> Task requirements
Rewrite the data below with every "Output like" replaced by "Expected format:", keeping everything else unchanged. Leave the pictures out of your answer.

Entries from an annotation dataset
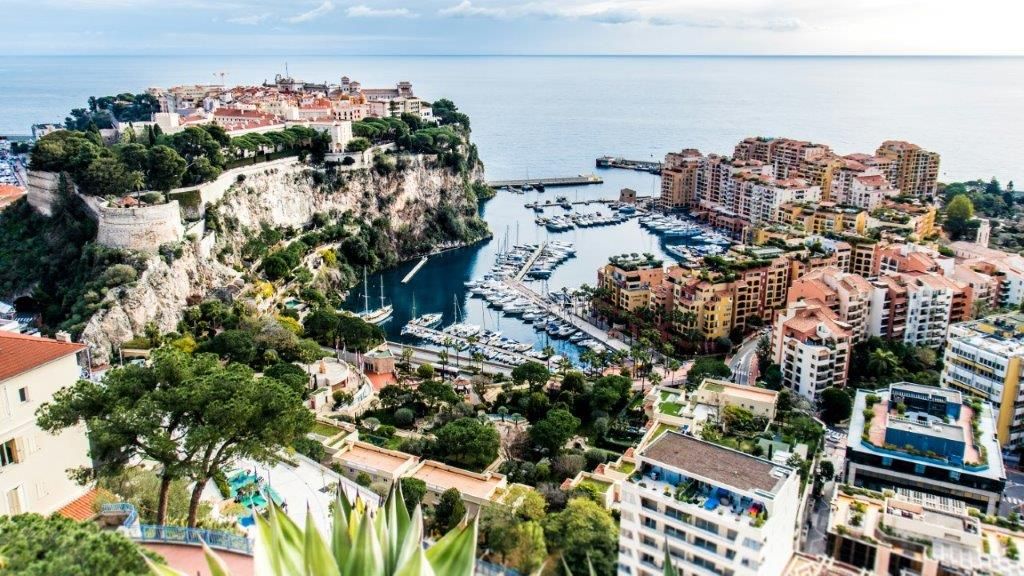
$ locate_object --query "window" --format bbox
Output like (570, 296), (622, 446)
(7, 486), (25, 516)
(693, 518), (718, 534)
(0, 438), (22, 466)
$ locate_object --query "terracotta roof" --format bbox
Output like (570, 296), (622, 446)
(0, 332), (85, 381)
(57, 488), (113, 522)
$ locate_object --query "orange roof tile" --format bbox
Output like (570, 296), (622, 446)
(0, 332), (85, 381)
(57, 488), (112, 522)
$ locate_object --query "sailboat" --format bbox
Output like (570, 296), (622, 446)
(402, 294), (441, 330)
(359, 269), (394, 324)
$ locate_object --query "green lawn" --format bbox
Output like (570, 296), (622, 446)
(657, 401), (683, 416)
(313, 421), (343, 438)
(650, 422), (678, 442)
(580, 478), (611, 494)
(615, 462), (637, 476)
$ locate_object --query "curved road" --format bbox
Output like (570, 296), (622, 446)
(729, 331), (761, 385)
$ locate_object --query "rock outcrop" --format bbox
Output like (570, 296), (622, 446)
(81, 245), (239, 366)
(82, 159), (482, 365)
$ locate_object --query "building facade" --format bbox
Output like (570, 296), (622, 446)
(845, 382), (1007, 515)
(617, 431), (800, 576)
(0, 332), (92, 515)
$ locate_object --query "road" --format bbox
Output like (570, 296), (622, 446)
(729, 332), (761, 384)
(999, 468), (1024, 516)
(802, 430), (846, 554)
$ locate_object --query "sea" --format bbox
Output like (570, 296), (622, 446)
(0, 55), (1024, 357)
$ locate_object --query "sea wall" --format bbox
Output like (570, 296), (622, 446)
(29, 170), (60, 216)
(96, 200), (184, 253)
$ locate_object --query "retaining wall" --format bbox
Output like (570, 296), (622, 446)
(29, 170), (60, 216)
(96, 200), (184, 252)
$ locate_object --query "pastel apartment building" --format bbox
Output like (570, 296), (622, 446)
(826, 488), (1024, 576)
(617, 431), (800, 576)
(787, 266), (871, 343)
(658, 137), (939, 235)
(845, 382), (1007, 515)
(0, 331), (92, 516)
(874, 140), (939, 197)
(941, 313), (1024, 446)
(772, 300), (853, 402)
(597, 254), (665, 312)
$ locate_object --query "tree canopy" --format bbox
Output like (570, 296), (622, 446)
(0, 513), (161, 576)
(529, 408), (580, 455)
(434, 418), (500, 470)
(544, 498), (618, 574)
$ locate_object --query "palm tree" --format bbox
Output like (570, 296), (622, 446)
(867, 348), (899, 378)
(437, 347), (447, 381)
(145, 483), (477, 576)
(558, 357), (572, 378)
(580, 348), (597, 374)
(541, 344), (555, 370)
(667, 358), (683, 386)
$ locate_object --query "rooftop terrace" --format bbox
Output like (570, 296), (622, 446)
(411, 460), (506, 500)
(640, 430), (793, 494)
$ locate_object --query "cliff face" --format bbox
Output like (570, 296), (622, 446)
(82, 156), (482, 365)
(215, 159), (482, 263)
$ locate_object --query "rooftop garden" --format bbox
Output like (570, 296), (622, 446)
(657, 390), (683, 416)
(608, 252), (665, 272)
(871, 206), (910, 224)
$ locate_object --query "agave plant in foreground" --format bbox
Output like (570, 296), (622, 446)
(150, 483), (477, 576)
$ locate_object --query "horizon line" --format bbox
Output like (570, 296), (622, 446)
(8, 52), (1024, 58)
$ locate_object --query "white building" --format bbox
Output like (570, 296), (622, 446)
(618, 431), (800, 576)
(0, 332), (92, 515)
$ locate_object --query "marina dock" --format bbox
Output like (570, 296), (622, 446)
(594, 156), (662, 174)
(515, 241), (548, 282)
(497, 279), (630, 352)
(487, 174), (604, 189)
(401, 256), (427, 284)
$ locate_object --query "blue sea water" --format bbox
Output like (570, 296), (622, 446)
(0, 56), (1024, 354)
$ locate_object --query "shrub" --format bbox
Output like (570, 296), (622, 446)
(394, 408), (416, 428)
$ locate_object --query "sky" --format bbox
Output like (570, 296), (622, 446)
(6, 0), (1024, 55)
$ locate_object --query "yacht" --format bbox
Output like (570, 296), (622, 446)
(358, 269), (394, 325)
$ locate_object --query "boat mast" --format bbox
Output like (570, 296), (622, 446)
(362, 266), (370, 314)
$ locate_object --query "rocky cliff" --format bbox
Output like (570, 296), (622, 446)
(82, 159), (482, 365)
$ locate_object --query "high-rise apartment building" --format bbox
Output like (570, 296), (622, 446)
(876, 140), (939, 197)
(941, 313), (1024, 446)
(772, 300), (853, 402)
(617, 431), (800, 576)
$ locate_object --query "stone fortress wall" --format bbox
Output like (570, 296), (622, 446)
(28, 158), (301, 253)
(96, 200), (184, 252)
(28, 170), (60, 216)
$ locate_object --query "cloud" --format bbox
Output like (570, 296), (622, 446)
(287, 0), (334, 24)
(345, 4), (417, 18)
(227, 12), (270, 26)
(437, 0), (509, 18)
(647, 15), (807, 32)
(437, 0), (806, 32)
(578, 8), (644, 24)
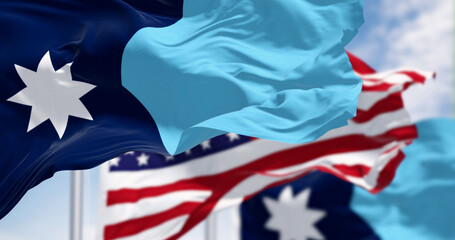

> The completed task
$ locate_object --query "window" --format bbox
Expected format: (570, 296), (622, 446)
(7, 486), (25, 516)
(693, 518), (718, 534)
(0, 438), (22, 466)
$ locate_object --query "terracotta roof" --format bbox
Expected format: (570, 296), (622, 446)
(0, 332), (85, 381)
(57, 488), (113, 522)
$ locate_object --query "orange roof tile" --format bbox
Expected format: (570, 296), (622, 446)
(0, 332), (85, 381)
(57, 488), (112, 522)
$ locate_object --query "sailboat" --format bbox
Expected format: (570, 296), (622, 446)
(402, 294), (441, 330)
(359, 269), (394, 324)
$ locate_object --query "green lawn" --format bbox
Expected format: (570, 296), (622, 446)
(657, 401), (683, 416)
(313, 421), (343, 438)
(650, 422), (678, 442)
(580, 478), (611, 494)
(615, 462), (637, 476)
$ locate_object --query "curved road" --format bbox
Expected format: (570, 296), (622, 446)
(729, 331), (761, 385)
$ locate_object --query "rock outcrop" --format bbox
Expected format: (570, 296), (622, 446)
(81, 245), (239, 366)
(82, 159), (482, 365)
$ locate_object --query "building facade" --format bbox
Expected format: (570, 296), (622, 446)
(845, 382), (1007, 515)
(617, 431), (800, 576)
(0, 332), (92, 515)
$ locate_object --query "road" --format bbox
Expected format: (570, 296), (622, 446)
(729, 332), (761, 384)
(999, 468), (1024, 516)
(802, 430), (846, 554)
$ locate_object --query "sea" --format bbox
Expected format: (570, 296), (622, 446)
(0, 55), (1024, 357)
$ locate_object --query "sea wall" --format bbox
Expected format: (570, 296), (622, 446)
(29, 170), (60, 216)
(96, 200), (184, 253)
$ locate_object --query "retaining wall" --format bbox
Expected format: (570, 296), (622, 446)
(29, 170), (60, 216)
(96, 200), (184, 252)
$ locate_object --query "pastel apartment building" --format bbox
Expected format: (570, 296), (622, 446)
(826, 488), (1024, 576)
(617, 431), (800, 576)
(787, 266), (871, 343)
(658, 137), (939, 235)
(845, 382), (1007, 515)
(0, 331), (92, 516)
(874, 140), (939, 197)
(941, 313), (1024, 446)
(772, 300), (853, 402)
(597, 254), (665, 312)
$ locate_object --query "tree canopy" --format bbox
Expected format: (570, 296), (622, 446)
(0, 513), (161, 576)
(529, 408), (580, 455)
(434, 418), (500, 470)
(544, 498), (618, 574)
$ locate_object --query "palm tree" --format bbox
Expected format: (570, 296), (622, 446)
(867, 348), (899, 378)
(437, 347), (447, 381)
(145, 483), (477, 576)
(558, 357), (572, 378)
(580, 348), (597, 374)
(541, 344), (555, 370)
(667, 358), (683, 386)
$ locate_object --query "rooftop terrace" --format bbox
Expected format: (570, 296), (622, 446)
(411, 460), (506, 500)
(640, 430), (793, 494)
$ locate_object --query "cliff face" --format bbox
Expected format: (570, 296), (622, 446)
(82, 156), (482, 365)
(215, 159), (482, 263)
$ locate_object --query "rooftop garden" --format bbox
Expected format: (570, 296), (622, 446)
(657, 390), (683, 416)
(608, 252), (665, 272)
(871, 206), (910, 224)
$ locate_object --query "agave plant in foreground" --format bbox
Expected format: (570, 296), (622, 446)
(150, 483), (477, 576)
$ locate_object --query "horizon line" --format bbox
Expected format: (570, 296), (622, 446)
(8, 52), (1024, 58)
$ locate_object --query "white building" --format bbox
Expected format: (570, 296), (622, 446)
(618, 431), (800, 576)
(0, 332), (92, 515)
$ locate_object --query "marina dock" --format bbox
Expected format: (570, 296), (622, 446)
(594, 156), (662, 174)
(515, 241), (548, 282)
(497, 279), (630, 352)
(487, 174), (604, 189)
(401, 256), (427, 284)
$ locate_object --query "blue sea water" --format bbox
Expected format: (570, 296), (622, 446)
(0, 56), (1024, 354)
$ locate_object --query "shrub" --format bbox
Expected format: (570, 296), (622, 446)
(394, 408), (416, 428)
$ locate_object --query "sky" --format bbox
Expected format: (570, 296), (622, 446)
(6, 0), (1024, 55)
$ locate_object --query "yacht" --format bbox
Expected format: (570, 296), (622, 446)
(358, 269), (394, 325)
$ locate_object --query "boat mast" --format bbox
Expected format: (570, 296), (622, 446)
(362, 266), (370, 314)
$ locate_object --query "rocky cliff" --format bbox
Expected format: (570, 296), (622, 446)
(82, 159), (482, 365)
$ locate_object --query "high-rise apartment building" --format bbox
Expected format: (570, 296), (622, 446)
(876, 140), (939, 197)
(941, 313), (1024, 446)
(772, 300), (853, 402)
(617, 431), (800, 576)
$ locate_object --query "stone fortress wall" --format bbox
Expected format: (570, 296), (622, 446)
(28, 158), (301, 253)
(96, 200), (184, 252)
(28, 170), (60, 216)
$ locate_object --query "cloud" --format bbox
Expected format: (570, 296), (622, 446)
(287, 0), (334, 24)
(345, 4), (417, 18)
(227, 12), (270, 26)
(437, 0), (509, 18)
(647, 15), (807, 32)
(437, 0), (806, 32)
(578, 8), (644, 24)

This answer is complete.